[TEXT SHOWN]
....

Live album by Willy DeVille
- Released: December 1, 1993
- Recorded: Olympia Theatre, Paris The Bottom Line, New York City
- Genre: Roots rock, New Orleans R&B, Latin rock, Tex-Mex, mariachi
- Length: 64:20
- Label: Fnac Music
- Producer: Willy DeVille, Philippe Rault

Willy DeVille chronology
| Backstreets of Desire (1992) | Willy DeVille Live (1993) | Big Easy Fantasy (1995) |

= Willy DeVille Live =

Willy DeVille Live is a live recording of Willy DeVille and the Mink DeVille Band. It was recorded on June 16–17, 1993 at The Bottom Line in Greenwich Village, New York City, and in October 1993, at the Olympia Theatre in Paris. It was released in Europe on December 1, 1993 in Europe by the French label Fnac Music (the album was not released in the United States) and re-issued in 2012 under title Live in Paris and New York.

Willy DeVille Live was dedicated to Steve Douglas, who played saxophone on the first three Mink DeVille albums and produced Le Chat Bleu. Douglas died shortly before the album came out.

Willy DeVille Live reached the number one sales chart position in Spain.

==Track listing==
Unless otherwise noted, all songs by Willy DeVille.
1. “Lilly's Daddy's Cadillac“ - 4:32
2. “This Must Be the Night“ - 3:11
3. “Savoir Faire“ - 3:03
4. "Cadillac Walk" (John Martin) – 5:57
5. “Bamboo Road“ - 5:04
6. “Mixed Up, Shook Up Girl“ - 5:54
7. “Heart and Soul“ - 4:25
8. “Can't Do Without It“ - 3:47
9. “Maybe Tomorrow“ - 3:25
10. “I Must Be Dreaming“ - 4:59
11. “Heaven Stood Still“ - 3:21
12. “Demasiado Corazon“ - 3:51
13. “Spanish Stroll“ - 6:11
14. “Stand by Me“ - (Ben E. King, Jerry Leiber, Mike Stoller) - 4:16
15. “Hey Joe” – (Billy Roberts) - 5:04

==Personnel==
===The Mink DeVille Band===
- Willy DeVille – lead vocals, guitar, dobro
- Mario Cruz – saxophone, percussion
- Seth Farber – keyboards, accordion
- David J. Keyes – bass guitar, double bass, background vocals
- Boris Kinberg – percussion
- Freddy Koëlla – guitar, violin, mandolin
- Shawn Murray – drums

===The Valentine Brothers===
- Billy Valentine – background vocals
- Johnny "Briz" Valentine – background vocals

===The Brass Attack Horns===
- Louis Cortelezzi – saxophone
- Steve Madaio – trumpet
- Tom "Bones" Malone – trombone, baritone saxophone

===Production===
- Willy DeVille – producer
- Philippe Rault – producer, executive producer
- Barbara Moutenot – production assistant
- Philippe Poustis – A&R, executive producer (Fnac Music)

....

Source entries:
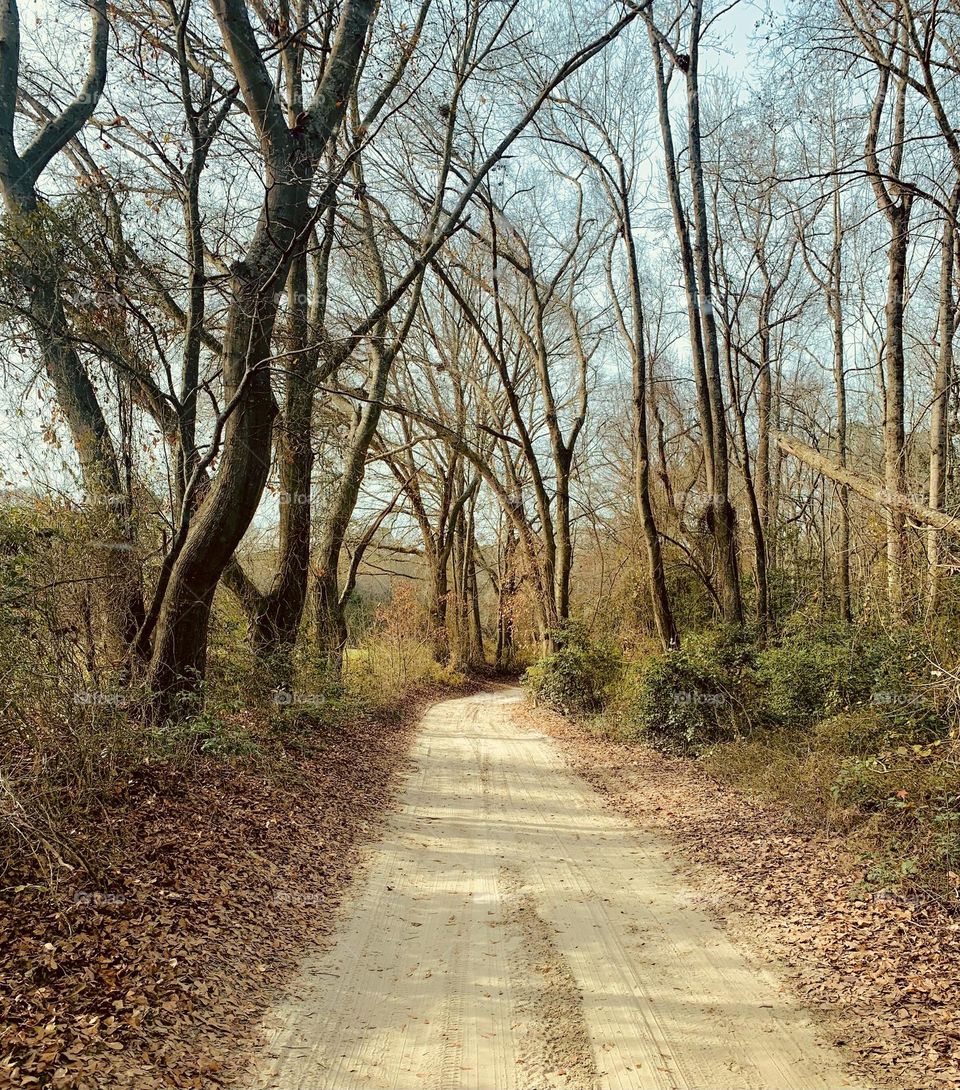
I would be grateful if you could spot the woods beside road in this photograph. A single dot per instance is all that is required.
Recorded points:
(359, 354)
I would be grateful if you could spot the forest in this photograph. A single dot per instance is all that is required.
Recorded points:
(364, 354)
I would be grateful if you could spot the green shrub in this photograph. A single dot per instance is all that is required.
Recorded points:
(685, 700)
(578, 676)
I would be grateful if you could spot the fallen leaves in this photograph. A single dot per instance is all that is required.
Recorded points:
(883, 971)
(216, 882)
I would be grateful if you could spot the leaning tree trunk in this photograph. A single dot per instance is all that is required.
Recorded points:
(276, 619)
(943, 382)
(895, 440)
(721, 515)
(206, 545)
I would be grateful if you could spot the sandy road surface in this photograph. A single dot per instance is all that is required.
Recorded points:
(510, 932)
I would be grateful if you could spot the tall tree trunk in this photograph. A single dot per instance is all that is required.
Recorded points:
(722, 517)
(276, 619)
(943, 383)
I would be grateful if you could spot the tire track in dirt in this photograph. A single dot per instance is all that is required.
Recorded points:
(508, 931)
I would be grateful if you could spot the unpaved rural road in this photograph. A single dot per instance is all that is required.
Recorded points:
(509, 931)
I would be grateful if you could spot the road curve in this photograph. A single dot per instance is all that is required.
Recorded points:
(509, 932)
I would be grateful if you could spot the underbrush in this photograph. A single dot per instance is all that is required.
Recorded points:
(74, 739)
(850, 729)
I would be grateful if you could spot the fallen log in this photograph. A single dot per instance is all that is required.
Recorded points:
(870, 489)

....

[WHAT THE EXERCISE ASKS]
Retype the Willy DeVille Live article word for word, from "Willy DeVille Live was" to "by Willy DeVille.". You can ignore the entries.

[ANSWER SPACE]
Willy DeVille Live was dedicated to Steve Douglas, who played saxophone on the first three Mink DeVille albums and produced Le Chat Bleu. Douglas died shortly before the album came out.

Willy DeVille Live reached the number one sales chart position in Spain.

==Track listing==
Unless otherwise noted, all songs by Willy DeVille.